##### RECORD EXTRACTS

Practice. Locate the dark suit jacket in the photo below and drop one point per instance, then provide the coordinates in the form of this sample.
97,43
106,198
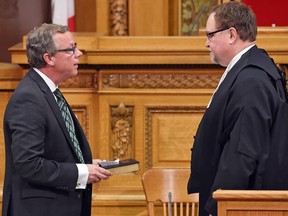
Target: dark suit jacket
235,134
41,172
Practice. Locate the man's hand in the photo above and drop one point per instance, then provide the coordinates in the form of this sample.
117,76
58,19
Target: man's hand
97,173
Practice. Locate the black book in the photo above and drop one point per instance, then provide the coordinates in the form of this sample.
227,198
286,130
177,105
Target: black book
119,167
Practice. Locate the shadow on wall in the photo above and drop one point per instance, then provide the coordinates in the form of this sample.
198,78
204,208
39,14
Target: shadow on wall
17,18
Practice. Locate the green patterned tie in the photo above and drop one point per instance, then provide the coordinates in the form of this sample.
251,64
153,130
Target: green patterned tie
69,122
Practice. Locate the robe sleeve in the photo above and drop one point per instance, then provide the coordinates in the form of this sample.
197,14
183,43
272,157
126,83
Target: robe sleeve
247,144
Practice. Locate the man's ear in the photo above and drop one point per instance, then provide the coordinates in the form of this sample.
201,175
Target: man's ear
48,59
233,33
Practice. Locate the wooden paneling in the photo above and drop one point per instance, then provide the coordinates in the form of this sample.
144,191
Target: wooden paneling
251,203
85,15
148,18
155,89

##########

_PROBLEM TO WORK ON_
Reproduce the data above word for word, but leave the images out.

_WORKED SOLUTION_
Practice. Locate the dark suit jacket in the photo below and drop one point per instance, then provide the coordinates in the form of this sample.
97,43
106,198
Target: dark suit jacket
235,134
41,172
Practice. Locate the man's hand in the photo above and drop one point per instance, then provide the coordinates in the form of this sample.
117,76
58,19
Target: man's hand
97,173
Practice. Locate the black book in the photo above and drop one point per instance, then provide the coordinates in the form of this sample.
227,198
286,130
177,105
Target: black book
119,167
Practice. Locate the shadow on wall in the photo above and drop one point per instance, then provide the coordinates in the form of this sample.
198,78
204,208
39,14
Target: shadow on wall
17,18
Practice. Locate the green patterned tie in the photo above and drop one point per instance, then provide the coordinates in the form of this sample.
251,64
153,130
Target: green patterned tie
69,122
Practice. Locate the robe sleeve in the photo above and drop one point per instance, then provide the coordinates in the form of this sample.
197,14
183,43
272,157
126,83
Target: robe sleeve
247,144
Practice. Locate the man's ear in the photo above and drop one point per instance, then provide the coordinates in the form of this sample.
201,175
Target: man's ear
48,59
233,33
Practice. Locate the wooden paneling in the photo above and drop one point per instance, then provide the coordinates in the form of this sample.
144,191
Target: wooden paneling
251,203
85,15
148,18
155,89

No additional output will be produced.